→ Brief
Your answer should repeat every line of the records below in which the word "noun" appears.

→ Data section
==================================================
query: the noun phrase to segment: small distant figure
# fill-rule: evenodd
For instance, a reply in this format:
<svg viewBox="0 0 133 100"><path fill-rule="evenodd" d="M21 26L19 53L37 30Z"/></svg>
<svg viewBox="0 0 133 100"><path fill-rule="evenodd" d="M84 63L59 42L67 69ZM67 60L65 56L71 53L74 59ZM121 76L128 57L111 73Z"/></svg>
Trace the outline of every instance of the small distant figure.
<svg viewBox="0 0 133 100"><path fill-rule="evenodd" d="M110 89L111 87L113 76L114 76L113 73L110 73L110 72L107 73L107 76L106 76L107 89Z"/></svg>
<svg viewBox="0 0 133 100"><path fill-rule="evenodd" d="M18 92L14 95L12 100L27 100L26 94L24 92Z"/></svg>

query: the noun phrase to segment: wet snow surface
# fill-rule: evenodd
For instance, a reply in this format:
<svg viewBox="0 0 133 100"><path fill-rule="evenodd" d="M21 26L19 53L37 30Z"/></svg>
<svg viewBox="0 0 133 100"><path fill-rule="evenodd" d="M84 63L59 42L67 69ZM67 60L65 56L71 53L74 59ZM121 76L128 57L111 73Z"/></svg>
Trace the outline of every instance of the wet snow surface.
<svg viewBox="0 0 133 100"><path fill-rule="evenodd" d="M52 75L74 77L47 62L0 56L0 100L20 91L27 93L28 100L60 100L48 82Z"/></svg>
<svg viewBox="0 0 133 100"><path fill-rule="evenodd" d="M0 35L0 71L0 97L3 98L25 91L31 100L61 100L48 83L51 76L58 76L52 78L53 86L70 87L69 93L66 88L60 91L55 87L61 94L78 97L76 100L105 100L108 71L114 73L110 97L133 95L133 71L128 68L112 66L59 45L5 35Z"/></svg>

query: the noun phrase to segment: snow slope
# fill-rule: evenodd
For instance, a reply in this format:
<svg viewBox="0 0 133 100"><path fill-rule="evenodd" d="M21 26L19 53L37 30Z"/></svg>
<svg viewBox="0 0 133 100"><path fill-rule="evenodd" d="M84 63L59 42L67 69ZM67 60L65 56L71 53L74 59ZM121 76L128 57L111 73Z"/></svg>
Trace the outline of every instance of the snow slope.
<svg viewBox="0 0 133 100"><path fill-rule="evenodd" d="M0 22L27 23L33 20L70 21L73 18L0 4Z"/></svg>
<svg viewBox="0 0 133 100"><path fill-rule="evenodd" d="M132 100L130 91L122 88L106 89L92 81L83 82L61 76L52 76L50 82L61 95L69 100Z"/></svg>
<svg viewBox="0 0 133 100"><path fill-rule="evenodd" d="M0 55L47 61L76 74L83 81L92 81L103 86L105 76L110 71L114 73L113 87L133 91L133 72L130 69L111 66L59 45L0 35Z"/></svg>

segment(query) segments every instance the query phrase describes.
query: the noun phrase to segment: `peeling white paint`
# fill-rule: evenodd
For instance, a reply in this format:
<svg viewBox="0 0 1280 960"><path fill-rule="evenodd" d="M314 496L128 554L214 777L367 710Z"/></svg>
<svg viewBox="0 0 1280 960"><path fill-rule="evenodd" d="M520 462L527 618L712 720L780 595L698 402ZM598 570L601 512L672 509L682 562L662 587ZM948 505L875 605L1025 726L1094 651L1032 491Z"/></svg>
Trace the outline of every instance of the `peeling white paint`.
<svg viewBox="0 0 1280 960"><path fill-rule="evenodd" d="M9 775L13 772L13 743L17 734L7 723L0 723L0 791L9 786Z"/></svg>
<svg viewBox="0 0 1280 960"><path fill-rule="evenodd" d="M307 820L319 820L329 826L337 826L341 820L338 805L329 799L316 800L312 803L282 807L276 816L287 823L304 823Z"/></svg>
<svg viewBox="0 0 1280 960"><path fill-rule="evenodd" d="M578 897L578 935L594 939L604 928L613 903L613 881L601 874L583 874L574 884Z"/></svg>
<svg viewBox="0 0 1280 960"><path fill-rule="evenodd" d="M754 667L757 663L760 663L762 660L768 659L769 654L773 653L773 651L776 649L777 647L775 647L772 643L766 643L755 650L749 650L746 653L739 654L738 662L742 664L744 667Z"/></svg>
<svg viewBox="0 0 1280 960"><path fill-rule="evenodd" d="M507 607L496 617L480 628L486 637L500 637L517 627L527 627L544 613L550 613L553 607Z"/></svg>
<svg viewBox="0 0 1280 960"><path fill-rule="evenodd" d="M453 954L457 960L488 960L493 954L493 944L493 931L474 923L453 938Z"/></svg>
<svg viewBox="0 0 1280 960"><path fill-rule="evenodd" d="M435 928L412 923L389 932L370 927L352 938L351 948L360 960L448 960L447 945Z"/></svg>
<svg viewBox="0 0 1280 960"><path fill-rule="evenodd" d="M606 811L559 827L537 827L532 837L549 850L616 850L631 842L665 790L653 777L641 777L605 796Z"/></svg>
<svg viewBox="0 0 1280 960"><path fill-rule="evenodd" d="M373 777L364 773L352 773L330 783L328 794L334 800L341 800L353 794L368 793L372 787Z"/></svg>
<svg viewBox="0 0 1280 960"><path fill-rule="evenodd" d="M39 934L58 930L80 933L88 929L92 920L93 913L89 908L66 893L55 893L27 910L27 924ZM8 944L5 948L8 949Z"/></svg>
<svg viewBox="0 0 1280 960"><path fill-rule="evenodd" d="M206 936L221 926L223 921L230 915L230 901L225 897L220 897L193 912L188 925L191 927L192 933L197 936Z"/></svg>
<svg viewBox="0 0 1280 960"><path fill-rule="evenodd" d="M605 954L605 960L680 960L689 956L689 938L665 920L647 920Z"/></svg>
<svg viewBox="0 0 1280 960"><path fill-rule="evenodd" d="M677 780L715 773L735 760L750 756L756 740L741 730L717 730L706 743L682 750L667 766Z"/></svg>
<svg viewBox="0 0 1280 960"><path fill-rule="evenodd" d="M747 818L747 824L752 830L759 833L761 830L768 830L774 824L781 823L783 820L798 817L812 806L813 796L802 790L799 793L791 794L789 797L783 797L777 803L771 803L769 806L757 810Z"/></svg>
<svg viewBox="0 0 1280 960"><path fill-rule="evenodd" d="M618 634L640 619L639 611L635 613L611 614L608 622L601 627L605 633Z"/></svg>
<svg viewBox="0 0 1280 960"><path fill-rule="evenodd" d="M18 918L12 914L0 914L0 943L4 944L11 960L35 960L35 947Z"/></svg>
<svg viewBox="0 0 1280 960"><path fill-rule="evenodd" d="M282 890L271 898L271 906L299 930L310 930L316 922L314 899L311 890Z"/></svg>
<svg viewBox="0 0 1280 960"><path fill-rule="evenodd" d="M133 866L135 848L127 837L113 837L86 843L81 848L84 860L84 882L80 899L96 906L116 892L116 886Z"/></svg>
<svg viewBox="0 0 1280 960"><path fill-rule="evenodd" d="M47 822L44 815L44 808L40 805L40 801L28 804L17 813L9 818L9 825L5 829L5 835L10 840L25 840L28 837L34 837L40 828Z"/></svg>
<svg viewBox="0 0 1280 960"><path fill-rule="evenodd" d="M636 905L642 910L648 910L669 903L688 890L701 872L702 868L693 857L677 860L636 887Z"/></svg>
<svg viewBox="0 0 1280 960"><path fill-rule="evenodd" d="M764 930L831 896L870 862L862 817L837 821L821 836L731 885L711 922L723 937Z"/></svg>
==================================================
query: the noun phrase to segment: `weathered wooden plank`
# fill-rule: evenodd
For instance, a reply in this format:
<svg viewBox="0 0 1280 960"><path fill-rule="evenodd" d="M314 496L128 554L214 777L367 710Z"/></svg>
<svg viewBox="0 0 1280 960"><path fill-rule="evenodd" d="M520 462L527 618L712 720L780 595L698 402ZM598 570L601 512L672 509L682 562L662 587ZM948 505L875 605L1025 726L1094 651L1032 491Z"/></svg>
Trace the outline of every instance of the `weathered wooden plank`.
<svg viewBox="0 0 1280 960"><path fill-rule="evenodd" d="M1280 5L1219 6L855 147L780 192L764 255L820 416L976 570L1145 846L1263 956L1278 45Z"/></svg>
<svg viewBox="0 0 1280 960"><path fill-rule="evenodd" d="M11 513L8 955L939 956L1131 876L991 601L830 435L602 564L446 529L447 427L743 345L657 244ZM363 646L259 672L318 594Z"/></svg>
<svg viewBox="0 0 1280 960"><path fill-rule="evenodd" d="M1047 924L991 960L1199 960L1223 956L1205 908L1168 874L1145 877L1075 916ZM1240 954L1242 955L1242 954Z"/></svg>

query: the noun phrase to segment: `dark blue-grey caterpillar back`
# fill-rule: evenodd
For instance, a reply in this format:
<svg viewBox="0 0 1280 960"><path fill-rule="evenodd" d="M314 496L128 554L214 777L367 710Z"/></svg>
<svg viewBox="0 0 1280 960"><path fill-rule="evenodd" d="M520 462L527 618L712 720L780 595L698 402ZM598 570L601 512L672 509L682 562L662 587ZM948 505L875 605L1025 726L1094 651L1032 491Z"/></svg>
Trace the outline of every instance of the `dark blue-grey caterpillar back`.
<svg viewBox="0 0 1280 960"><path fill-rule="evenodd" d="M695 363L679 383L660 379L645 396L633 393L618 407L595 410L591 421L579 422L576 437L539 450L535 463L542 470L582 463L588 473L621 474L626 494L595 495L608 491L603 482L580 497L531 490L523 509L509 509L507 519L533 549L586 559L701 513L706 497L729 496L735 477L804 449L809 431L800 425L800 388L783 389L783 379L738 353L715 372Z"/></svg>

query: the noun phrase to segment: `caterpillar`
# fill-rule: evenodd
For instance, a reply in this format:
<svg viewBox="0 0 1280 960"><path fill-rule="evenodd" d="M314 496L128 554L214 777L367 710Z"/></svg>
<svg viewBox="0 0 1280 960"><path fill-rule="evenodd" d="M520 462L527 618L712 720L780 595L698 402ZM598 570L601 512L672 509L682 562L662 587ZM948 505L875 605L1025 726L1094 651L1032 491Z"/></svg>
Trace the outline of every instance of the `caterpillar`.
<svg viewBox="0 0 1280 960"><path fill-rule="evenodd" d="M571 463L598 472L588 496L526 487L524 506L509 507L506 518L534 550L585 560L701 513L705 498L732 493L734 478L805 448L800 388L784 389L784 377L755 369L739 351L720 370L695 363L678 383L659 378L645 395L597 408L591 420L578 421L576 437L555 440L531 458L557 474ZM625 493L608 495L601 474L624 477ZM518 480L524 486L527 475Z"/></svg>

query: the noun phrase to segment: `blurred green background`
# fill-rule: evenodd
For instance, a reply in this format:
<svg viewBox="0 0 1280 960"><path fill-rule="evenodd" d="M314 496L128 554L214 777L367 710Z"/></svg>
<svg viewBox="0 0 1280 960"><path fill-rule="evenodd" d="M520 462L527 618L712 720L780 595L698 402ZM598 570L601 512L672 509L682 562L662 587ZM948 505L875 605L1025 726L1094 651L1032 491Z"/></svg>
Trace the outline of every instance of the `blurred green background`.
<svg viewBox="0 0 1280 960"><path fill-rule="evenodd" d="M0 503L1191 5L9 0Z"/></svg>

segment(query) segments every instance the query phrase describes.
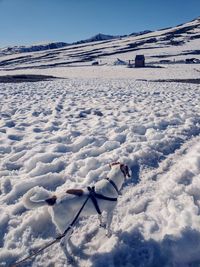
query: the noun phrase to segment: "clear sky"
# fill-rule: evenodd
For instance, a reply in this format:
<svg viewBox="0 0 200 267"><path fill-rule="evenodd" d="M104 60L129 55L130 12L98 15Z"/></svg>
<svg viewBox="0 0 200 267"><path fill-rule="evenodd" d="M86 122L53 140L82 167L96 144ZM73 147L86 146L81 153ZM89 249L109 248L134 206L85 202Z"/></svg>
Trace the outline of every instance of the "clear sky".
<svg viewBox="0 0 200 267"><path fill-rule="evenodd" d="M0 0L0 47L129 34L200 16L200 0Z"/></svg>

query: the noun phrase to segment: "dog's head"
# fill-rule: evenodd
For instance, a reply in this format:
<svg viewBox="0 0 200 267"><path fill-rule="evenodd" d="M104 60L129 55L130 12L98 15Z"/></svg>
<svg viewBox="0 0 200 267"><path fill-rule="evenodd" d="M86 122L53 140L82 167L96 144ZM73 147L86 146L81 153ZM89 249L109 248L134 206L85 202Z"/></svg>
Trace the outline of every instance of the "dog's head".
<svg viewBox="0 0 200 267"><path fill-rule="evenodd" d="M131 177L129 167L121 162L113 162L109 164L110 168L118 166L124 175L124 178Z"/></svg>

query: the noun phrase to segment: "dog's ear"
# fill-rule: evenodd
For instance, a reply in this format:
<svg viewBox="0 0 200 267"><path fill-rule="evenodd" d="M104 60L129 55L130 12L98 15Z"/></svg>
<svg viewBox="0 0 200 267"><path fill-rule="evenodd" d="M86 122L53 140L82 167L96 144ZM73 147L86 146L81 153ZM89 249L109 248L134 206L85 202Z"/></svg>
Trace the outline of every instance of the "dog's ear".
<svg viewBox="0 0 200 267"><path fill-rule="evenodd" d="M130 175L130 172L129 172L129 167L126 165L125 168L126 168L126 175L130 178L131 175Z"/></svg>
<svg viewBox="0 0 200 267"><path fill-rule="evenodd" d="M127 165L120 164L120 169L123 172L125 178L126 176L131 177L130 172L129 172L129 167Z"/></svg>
==================================================
→ Answer to the exercise
query: the noun phrase to segment: small distant figure
query: the noun phrase to segment: wet snow surface
query: the noun phrase to segment: snow slope
query: the noun phrase to segment: `peeling white paint`
query: the noun phrase to segment: `weathered wooden plank`
query: the noun phrase to segment: `dark blue-grey caterpillar back`
query: the noun phrase to segment: `caterpillar`
query: the noun phrase to segment: `blurred green background`
query: the noun phrase to segment: "clear sky"
query: the noun phrase to segment: "dog's head"
query: the noun phrase to segment: "dog's ear"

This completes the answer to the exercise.